▶ Do this
Word for word, retype every entry in the listing.
>> Start Records for this exercise
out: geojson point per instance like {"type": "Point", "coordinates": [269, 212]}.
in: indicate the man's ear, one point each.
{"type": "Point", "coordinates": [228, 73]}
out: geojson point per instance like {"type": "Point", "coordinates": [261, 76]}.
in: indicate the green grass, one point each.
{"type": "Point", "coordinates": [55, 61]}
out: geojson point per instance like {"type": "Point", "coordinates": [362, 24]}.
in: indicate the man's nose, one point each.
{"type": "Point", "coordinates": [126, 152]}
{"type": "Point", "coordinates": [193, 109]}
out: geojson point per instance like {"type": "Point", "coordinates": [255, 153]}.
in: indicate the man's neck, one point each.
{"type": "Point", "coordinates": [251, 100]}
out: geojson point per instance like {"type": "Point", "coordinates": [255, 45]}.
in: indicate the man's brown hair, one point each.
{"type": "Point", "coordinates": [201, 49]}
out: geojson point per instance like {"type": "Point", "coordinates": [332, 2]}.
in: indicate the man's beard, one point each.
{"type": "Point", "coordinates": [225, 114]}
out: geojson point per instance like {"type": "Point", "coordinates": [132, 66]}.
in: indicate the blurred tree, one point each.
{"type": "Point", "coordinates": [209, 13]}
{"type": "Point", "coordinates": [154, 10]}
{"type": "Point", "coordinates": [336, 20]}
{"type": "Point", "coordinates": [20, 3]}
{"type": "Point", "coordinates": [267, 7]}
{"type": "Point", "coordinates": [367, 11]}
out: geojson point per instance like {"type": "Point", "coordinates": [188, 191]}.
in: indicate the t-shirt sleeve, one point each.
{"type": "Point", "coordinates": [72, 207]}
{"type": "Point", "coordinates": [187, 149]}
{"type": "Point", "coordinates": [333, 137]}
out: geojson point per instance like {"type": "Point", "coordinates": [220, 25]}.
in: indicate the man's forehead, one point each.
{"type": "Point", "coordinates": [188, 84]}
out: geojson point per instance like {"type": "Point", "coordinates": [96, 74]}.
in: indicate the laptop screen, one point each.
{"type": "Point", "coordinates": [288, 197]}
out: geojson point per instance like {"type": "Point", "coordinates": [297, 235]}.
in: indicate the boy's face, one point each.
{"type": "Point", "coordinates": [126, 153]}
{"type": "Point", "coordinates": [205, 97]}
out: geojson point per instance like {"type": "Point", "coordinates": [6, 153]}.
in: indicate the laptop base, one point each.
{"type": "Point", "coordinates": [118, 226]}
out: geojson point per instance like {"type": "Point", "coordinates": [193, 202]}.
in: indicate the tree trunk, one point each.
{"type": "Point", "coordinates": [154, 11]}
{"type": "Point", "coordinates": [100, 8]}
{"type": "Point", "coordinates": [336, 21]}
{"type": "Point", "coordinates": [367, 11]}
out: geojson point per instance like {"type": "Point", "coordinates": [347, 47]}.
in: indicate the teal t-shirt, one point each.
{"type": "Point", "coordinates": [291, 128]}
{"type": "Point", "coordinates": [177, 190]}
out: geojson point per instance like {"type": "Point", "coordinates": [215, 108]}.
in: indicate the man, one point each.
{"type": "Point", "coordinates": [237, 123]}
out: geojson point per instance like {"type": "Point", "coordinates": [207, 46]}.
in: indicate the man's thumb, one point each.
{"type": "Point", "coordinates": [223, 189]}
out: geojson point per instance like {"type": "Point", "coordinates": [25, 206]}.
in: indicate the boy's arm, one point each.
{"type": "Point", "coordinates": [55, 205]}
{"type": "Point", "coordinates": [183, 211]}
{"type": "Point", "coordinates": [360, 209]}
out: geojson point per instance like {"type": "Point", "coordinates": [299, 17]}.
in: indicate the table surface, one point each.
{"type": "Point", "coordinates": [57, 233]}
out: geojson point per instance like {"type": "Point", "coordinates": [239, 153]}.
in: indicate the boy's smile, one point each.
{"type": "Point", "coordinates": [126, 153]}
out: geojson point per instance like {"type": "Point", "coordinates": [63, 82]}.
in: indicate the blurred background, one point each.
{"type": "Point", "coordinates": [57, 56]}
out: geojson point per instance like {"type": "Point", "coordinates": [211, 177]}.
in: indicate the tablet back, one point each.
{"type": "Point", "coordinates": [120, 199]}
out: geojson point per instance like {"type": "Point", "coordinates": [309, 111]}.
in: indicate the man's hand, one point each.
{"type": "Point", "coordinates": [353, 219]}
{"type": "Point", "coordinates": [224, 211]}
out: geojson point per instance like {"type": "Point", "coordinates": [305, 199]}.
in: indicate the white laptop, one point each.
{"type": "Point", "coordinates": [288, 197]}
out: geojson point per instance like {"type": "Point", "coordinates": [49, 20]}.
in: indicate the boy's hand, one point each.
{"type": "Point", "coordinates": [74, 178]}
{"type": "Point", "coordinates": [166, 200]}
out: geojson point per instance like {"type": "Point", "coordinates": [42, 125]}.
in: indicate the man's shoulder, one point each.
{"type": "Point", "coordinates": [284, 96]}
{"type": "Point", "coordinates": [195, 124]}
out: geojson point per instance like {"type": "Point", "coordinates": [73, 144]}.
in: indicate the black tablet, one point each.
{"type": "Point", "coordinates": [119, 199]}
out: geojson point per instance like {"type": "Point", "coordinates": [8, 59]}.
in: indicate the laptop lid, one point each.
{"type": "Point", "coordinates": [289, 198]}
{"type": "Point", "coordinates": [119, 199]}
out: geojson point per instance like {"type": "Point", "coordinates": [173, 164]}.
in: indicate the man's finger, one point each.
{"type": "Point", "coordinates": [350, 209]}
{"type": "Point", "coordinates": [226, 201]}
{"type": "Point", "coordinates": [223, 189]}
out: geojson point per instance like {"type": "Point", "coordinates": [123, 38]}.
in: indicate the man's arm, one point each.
>> End Records for this exercise
▶ Exercise response
out: geojson point per instance like {"type": "Point", "coordinates": [269, 212]}.
in: indicate the man's ear, one point each.
{"type": "Point", "coordinates": [228, 73]}
out: geojson point per instance like {"type": "Point", "coordinates": [261, 76]}.
in: indicate the green grass, one point each.
{"type": "Point", "coordinates": [55, 61]}
out: geojson point per instance like {"type": "Point", "coordinates": [362, 24]}.
in: indicate the man's nose, one point each.
{"type": "Point", "coordinates": [126, 152]}
{"type": "Point", "coordinates": [193, 109]}
out: geojson point per instance like {"type": "Point", "coordinates": [255, 153]}.
in: indicate the man's neck, one point each.
{"type": "Point", "coordinates": [251, 100]}
out: geojson point per instance like {"type": "Point", "coordinates": [255, 45]}.
in: indicate the man's brown hair, one point each.
{"type": "Point", "coordinates": [201, 49]}
out: geojson point per instance like {"type": "Point", "coordinates": [332, 2]}.
in: indicate the man's beard, one point each.
{"type": "Point", "coordinates": [225, 114]}
out: geojson point per instance like {"type": "Point", "coordinates": [132, 66]}.
in: indicate the blurred tree, one point each.
{"type": "Point", "coordinates": [209, 13]}
{"type": "Point", "coordinates": [154, 10]}
{"type": "Point", "coordinates": [336, 20]}
{"type": "Point", "coordinates": [20, 3]}
{"type": "Point", "coordinates": [267, 7]}
{"type": "Point", "coordinates": [367, 11]}
out: geojson point per instance like {"type": "Point", "coordinates": [188, 191]}.
in: indicate the t-shirt sleeve, one point each.
{"type": "Point", "coordinates": [72, 207]}
{"type": "Point", "coordinates": [187, 149]}
{"type": "Point", "coordinates": [333, 137]}
out: geojson point per instance like {"type": "Point", "coordinates": [220, 25]}.
in: indicate the man's forehead, one point each.
{"type": "Point", "coordinates": [188, 84]}
out: geojson point per instance like {"type": "Point", "coordinates": [96, 74]}.
in: indicate the laptop screen, one point each.
{"type": "Point", "coordinates": [288, 197]}
out: geojson point per instance like {"type": "Point", "coordinates": [297, 235]}.
in: indicate the boy's face, one point each.
{"type": "Point", "coordinates": [126, 153]}
{"type": "Point", "coordinates": [205, 97]}
out: geojson point per instance like {"type": "Point", "coordinates": [6, 153]}.
in: indicate the laptop base, one point each.
{"type": "Point", "coordinates": [118, 226]}
out: geojson point per instance like {"type": "Point", "coordinates": [193, 202]}.
in: indicate the tree trunk, one point each.
{"type": "Point", "coordinates": [154, 11]}
{"type": "Point", "coordinates": [100, 8]}
{"type": "Point", "coordinates": [336, 21]}
{"type": "Point", "coordinates": [367, 11]}
out: geojson point per instance like {"type": "Point", "coordinates": [347, 47]}.
in: indicate the teal t-shirt, one point each.
{"type": "Point", "coordinates": [291, 128]}
{"type": "Point", "coordinates": [177, 190]}
out: geojson point per instance like {"type": "Point", "coordinates": [215, 108]}.
in: indicate the man, one point each.
{"type": "Point", "coordinates": [237, 123]}
out: geojson point per instance like {"type": "Point", "coordinates": [207, 46]}.
in: indicate the man's thumb, one point each.
{"type": "Point", "coordinates": [223, 189]}
out: geojson point per instance like {"type": "Point", "coordinates": [25, 206]}.
in: indicate the boy's arm, one point each.
{"type": "Point", "coordinates": [55, 205]}
{"type": "Point", "coordinates": [183, 211]}
{"type": "Point", "coordinates": [360, 209]}
out: geojson point per instance like {"type": "Point", "coordinates": [299, 17]}.
in: indicate the table surface, one point each.
{"type": "Point", "coordinates": [57, 233]}
out: geojson point per instance like {"type": "Point", "coordinates": [239, 153]}.
in: indicate the boy's smile, one point each.
{"type": "Point", "coordinates": [126, 153]}
out: geojson point per instance like {"type": "Point", "coordinates": [63, 82]}.
in: indicate the blurred background, one point each.
{"type": "Point", "coordinates": [57, 56]}
out: geojson point per instance like {"type": "Point", "coordinates": [211, 177]}.
in: indicate the tablet back, one point each.
{"type": "Point", "coordinates": [120, 199]}
out: geojson point per instance like {"type": "Point", "coordinates": [309, 111]}.
in: indicate the man's hand, one point each.
{"type": "Point", "coordinates": [353, 219]}
{"type": "Point", "coordinates": [224, 211]}
out: geojson point per instance like {"type": "Point", "coordinates": [305, 199]}.
in: indicate the white laptop, one point each.
{"type": "Point", "coordinates": [288, 197]}
out: geojson point per instance like {"type": "Point", "coordinates": [49, 20]}.
in: indicate the boy's hand, one point each.
{"type": "Point", "coordinates": [74, 178]}
{"type": "Point", "coordinates": [166, 200]}
out: geojson point per instance like {"type": "Point", "coordinates": [42, 125]}.
in: indicate the man's shoulder, one point each.
{"type": "Point", "coordinates": [284, 96]}
{"type": "Point", "coordinates": [195, 124]}
out: geojson point per instance like {"type": "Point", "coordinates": [73, 144]}.
in: indicate the black tablet, one point each.
{"type": "Point", "coordinates": [119, 199]}
out: geojson point per instance like {"type": "Point", "coordinates": [8, 59]}.
in: indicate the laptop lid, one point each.
{"type": "Point", "coordinates": [289, 198]}
{"type": "Point", "coordinates": [119, 199]}
out: geojson point per instance like {"type": "Point", "coordinates": [173, 164]}.
in: indicate the man's finger, one point each.
{"type": "Point", "coordinates": [350, 209]}
{"type": "Point", "coordinates": [226, 201]}
{"type": "Point", "coordinates": [223, 189]}
out: geojson point per instance like {"type": "Point", "coordinates": [123, 38]}.
in: indicate the man's arm, one point each.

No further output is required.